Set problem A: Find each line of the records that contains the word "white" and copy those lines out.

Selected text:
---------------
# Fun inexpensive waches



## madecov (Jan 19, 2005)

I'll start by saying that in the past I have owned expensive Swiss watches by Breitling, Rolex, Omega, Patek, Vacheron and others. I now don't own any of them.

Currently my most expensive watch is a Gervil steel and gold chronograph.

I have developed an affinity for the styling of Invicta watches. I have 2 of the all Swiss made automatics with gold bezels and recently picked up one of the myota powered divers as a beater watch. Mine keeps great time.

Today I picked up another of the Myota powered watches the new ocean Ghost 2 in all stainless with a silver dial. This is really a nice watch, the case is 47mm so it aint small. it is rated as 200 meter water resistant. the hands and markers are blued and give a really nice striking and best of all legible look. for an inexpensive watch it really seems well built. 

The Invicta's really give an expensive look for a decent price. I paid under $100.00

also just for grins and when I want a different look I picked up one of the very large Lupah chrono's. the movement is a Swiss movement (rhonda). Nicely detailed dial with engraving and the chrono sub dials are styled . It sort of has the Franc Mueller look. Paid under $150.00

They are a lot of look for little money


----------



## evanlocc (Jan 20, 2005)

In picture we see......all others are words.

Dont mind, thanks.


----------



## bjn70 (Jan 20, 2005)

I've been doing some reading on inexpensive automatic watches, and I bought a Seiko SKX173 diver. I've got a Seiko sports 5 and an Invicta 8926 in the mail to me now. It's amazing how inexpensive the watches are for what you get. Sandoz is another inexpensive brand but I think most of theirs are quartz. It's fun to just browse the photos posted on pmwf.com.


----------



## madecov (Jan 20, 2005)

No digicam, but here's a link to a photo of the Ocean Ghost I got

http://www.galeriasolar.com/ProdImages/2299L5.jpg

and the Lupah

http://www.galeriasolar.com/ProdImages/2094HL.jpg


----------



## Flying Turtle (Jan 20, 2005)

Is that a power reserve indicator I'm seeing in that Lupah pic?

Geoff


----------



## ACMarina (Jan 20, 2005)

My brother is a watch junkie. He's got one of those locking briefcases that spies carry in movies handcuffed to their wrist, but instead of top secret documents it's full of watches. They're all expensive, though, from Rolex to Breitling and stuff. But he doesn't wear them very often, because he's afraid of losing/damaging/etc them. I've got a beater Pulsar diver, and it's held up really well for the amount of stuff it's been subjected to. I've had it through a couple of battery changes and still feel comfortable enough to dive/swim/shower/sauna/steam with it, and while there are a few "battle scars" on it, I'm still happy. I'd be happier with Tritium, but what can you do? /ubbthreads/images/graemlins/smile.gif


----------



## bjn70 (Jan 20, 2005)
---------------
Records for the task:
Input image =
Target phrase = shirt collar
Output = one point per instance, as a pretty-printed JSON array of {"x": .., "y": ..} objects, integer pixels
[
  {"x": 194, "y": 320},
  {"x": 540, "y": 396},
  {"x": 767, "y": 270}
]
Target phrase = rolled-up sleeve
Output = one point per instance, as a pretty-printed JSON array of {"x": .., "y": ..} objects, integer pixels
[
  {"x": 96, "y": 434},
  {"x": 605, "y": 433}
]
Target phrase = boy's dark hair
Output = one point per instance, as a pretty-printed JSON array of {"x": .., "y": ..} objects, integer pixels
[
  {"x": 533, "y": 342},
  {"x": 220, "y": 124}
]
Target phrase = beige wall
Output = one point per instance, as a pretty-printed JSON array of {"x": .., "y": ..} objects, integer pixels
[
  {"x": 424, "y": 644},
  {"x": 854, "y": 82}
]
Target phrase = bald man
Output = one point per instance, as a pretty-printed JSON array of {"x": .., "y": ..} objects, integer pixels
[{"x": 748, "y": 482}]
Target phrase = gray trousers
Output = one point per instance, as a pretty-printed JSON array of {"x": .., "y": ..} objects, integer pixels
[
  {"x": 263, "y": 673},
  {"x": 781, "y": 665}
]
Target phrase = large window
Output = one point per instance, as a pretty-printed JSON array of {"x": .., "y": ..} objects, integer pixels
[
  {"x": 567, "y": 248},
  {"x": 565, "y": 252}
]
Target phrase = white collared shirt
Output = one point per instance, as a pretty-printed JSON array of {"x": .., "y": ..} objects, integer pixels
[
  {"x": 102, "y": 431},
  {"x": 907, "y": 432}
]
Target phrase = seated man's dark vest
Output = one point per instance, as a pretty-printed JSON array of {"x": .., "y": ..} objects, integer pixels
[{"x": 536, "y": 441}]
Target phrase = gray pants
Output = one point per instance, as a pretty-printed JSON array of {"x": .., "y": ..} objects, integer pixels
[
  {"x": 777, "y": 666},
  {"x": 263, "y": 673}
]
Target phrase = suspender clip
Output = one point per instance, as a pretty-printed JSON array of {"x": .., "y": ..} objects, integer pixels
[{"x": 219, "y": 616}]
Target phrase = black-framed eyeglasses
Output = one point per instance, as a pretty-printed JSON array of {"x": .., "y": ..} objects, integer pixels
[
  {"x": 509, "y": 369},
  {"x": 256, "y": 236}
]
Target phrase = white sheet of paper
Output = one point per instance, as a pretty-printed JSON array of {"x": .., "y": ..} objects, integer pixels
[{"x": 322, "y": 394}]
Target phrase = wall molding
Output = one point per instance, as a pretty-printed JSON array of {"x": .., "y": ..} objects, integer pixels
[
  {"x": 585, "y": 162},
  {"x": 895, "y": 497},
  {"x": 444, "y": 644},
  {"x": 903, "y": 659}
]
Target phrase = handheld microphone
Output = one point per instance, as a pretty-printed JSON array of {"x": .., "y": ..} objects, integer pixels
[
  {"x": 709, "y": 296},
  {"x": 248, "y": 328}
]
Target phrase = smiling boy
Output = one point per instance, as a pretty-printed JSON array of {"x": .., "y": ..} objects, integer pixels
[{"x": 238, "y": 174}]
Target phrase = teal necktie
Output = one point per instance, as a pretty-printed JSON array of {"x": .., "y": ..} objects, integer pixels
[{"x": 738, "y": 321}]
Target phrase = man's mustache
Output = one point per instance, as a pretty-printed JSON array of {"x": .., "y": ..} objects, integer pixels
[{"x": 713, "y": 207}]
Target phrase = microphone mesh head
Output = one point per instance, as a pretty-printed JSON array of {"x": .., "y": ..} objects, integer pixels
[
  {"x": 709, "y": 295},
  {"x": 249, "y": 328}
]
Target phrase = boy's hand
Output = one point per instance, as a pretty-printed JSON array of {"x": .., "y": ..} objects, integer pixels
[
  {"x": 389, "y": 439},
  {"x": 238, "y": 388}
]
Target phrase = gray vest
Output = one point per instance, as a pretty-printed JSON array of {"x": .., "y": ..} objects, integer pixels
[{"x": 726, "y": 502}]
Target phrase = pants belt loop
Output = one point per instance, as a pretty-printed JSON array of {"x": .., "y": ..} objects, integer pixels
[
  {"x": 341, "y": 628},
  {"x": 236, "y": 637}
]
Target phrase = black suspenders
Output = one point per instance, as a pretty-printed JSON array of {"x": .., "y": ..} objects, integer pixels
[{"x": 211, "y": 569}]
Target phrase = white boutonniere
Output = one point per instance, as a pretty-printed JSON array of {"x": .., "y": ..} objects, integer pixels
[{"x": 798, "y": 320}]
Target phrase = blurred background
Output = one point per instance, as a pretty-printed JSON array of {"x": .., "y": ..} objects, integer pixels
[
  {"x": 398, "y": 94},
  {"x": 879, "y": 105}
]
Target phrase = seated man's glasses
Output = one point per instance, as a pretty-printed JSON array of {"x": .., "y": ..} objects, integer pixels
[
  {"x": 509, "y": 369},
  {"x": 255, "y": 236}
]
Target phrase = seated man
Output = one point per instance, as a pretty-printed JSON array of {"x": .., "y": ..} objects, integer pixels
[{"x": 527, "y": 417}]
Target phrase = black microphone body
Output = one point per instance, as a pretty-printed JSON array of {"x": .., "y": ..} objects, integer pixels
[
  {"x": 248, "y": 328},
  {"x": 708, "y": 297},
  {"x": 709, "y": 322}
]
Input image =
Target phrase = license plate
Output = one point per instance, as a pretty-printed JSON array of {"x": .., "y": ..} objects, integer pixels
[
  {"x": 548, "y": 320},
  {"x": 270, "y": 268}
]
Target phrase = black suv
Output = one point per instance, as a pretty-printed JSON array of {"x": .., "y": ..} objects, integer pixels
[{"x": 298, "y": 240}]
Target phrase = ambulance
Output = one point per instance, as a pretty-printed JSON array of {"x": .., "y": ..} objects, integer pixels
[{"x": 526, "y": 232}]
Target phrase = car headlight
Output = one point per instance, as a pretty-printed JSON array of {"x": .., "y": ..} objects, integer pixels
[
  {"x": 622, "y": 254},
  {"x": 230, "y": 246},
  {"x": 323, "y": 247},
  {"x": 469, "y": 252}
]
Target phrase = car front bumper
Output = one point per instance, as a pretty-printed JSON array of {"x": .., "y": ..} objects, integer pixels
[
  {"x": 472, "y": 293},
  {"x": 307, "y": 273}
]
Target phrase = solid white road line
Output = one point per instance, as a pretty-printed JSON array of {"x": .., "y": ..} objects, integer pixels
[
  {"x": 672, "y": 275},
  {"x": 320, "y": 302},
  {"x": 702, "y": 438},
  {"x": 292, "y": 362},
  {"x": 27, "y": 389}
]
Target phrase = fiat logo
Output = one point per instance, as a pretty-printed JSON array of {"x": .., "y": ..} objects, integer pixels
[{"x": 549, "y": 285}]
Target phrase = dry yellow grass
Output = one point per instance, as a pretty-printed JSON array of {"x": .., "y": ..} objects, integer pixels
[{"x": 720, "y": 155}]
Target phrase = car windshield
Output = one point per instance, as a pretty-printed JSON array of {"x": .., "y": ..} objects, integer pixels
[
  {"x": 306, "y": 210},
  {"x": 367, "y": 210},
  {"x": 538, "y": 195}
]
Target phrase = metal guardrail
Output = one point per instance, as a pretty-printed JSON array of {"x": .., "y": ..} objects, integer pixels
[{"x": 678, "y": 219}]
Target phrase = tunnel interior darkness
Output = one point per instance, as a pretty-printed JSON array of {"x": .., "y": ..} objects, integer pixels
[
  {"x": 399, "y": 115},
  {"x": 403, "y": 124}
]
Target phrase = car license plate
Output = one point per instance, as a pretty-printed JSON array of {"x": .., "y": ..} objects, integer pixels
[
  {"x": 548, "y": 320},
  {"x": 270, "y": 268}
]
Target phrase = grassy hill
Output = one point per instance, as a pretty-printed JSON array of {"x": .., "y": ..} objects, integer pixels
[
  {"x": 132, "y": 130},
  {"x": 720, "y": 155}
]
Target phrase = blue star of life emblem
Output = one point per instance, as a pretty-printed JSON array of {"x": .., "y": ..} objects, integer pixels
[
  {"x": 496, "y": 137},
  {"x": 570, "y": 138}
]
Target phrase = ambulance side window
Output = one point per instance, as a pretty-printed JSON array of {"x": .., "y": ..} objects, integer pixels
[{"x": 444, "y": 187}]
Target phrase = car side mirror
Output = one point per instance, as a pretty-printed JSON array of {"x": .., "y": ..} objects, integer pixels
---------------
Set problem B:
Answer these questions about the thread on inexpensive watches:
(i) How large is the case of the Ocean Ghost 2?
(ii) Which Seiko model did bjn70 buy?
(iii) What brand is ACMarina's beater diver?

Exercise result A:
Target phrase = white collared shirt
Target phrase = white sheet of paper
Target phrase = white boutonniere
Target phrase = solid white road line

Exercise result B:
(i) 47mm
(ii) A Seiko SKX173 diver
(iii) Pulsar